* Page:
# The 10-12 year plan



## eerohs (Aug 1, 2012)

Greetings,
I've come across references to this site from multiple cruising blogs and other resources while digging up information related to our plan. The short end of it is that once the kids are out on their own we're basically planning on selling just about everything and buying a blue water boat to cruise the U.S. pacific coast and eventually the south pacific. 
In the meantime we're doing what we can to develop our skills, prepare financially, and to keep our eye on the prize (when the day comes). We're in the process of purchasing a Mac 25 that will be sailed in various mountain lakes and reservoirs in Colorado for the next 10 years or so. We'll be in Newport Beach this January and intend on doing a couple of ASA courses while there. We also plan on the USCG basic seamanship course, celestial navigation, Ham Radio license, small engine and basic electronics repair. My wife is in the process of getting her Open Water dive certification (I have mine). Not to mention the many other areas that we want to expand our knowledge. There is much to learn and time flies so fast it will be here before we know it.

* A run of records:
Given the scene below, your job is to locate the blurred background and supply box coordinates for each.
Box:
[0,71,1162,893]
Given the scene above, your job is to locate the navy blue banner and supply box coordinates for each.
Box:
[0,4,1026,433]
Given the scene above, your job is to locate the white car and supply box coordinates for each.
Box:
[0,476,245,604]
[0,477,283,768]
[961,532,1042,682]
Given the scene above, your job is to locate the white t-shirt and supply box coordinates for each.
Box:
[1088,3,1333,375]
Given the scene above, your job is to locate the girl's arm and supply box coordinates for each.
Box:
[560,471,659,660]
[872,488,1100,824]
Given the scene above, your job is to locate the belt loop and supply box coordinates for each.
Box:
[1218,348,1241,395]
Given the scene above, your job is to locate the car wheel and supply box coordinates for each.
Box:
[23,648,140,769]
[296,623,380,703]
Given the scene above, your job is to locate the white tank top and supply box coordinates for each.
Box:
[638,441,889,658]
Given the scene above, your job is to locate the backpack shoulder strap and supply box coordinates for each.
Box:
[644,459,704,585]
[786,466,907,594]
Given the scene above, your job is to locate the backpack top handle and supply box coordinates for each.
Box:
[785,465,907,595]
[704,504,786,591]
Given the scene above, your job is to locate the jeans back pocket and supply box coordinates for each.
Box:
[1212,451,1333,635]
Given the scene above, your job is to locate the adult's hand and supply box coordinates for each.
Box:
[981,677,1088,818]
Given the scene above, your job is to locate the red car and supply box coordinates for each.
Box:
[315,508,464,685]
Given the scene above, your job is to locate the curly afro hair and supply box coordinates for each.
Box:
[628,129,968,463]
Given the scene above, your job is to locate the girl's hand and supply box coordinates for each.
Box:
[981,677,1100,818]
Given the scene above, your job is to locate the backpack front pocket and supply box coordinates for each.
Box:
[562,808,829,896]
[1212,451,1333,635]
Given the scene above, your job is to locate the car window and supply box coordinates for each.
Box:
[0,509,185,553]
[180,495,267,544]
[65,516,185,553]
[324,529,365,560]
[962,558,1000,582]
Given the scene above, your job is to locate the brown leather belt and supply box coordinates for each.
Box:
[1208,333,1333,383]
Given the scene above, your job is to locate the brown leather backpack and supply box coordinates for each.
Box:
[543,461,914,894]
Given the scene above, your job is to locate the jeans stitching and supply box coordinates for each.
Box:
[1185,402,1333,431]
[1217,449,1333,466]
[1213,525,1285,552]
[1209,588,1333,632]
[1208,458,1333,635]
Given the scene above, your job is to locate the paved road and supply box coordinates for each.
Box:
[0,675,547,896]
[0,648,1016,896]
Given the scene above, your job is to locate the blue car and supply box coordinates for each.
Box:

* Given instruction: In the forum post about the 10-12 year plan, what boat is the family in the process of purchasing to sail on Colorado lakes and reservoirs?

* Reply: A Mac 25.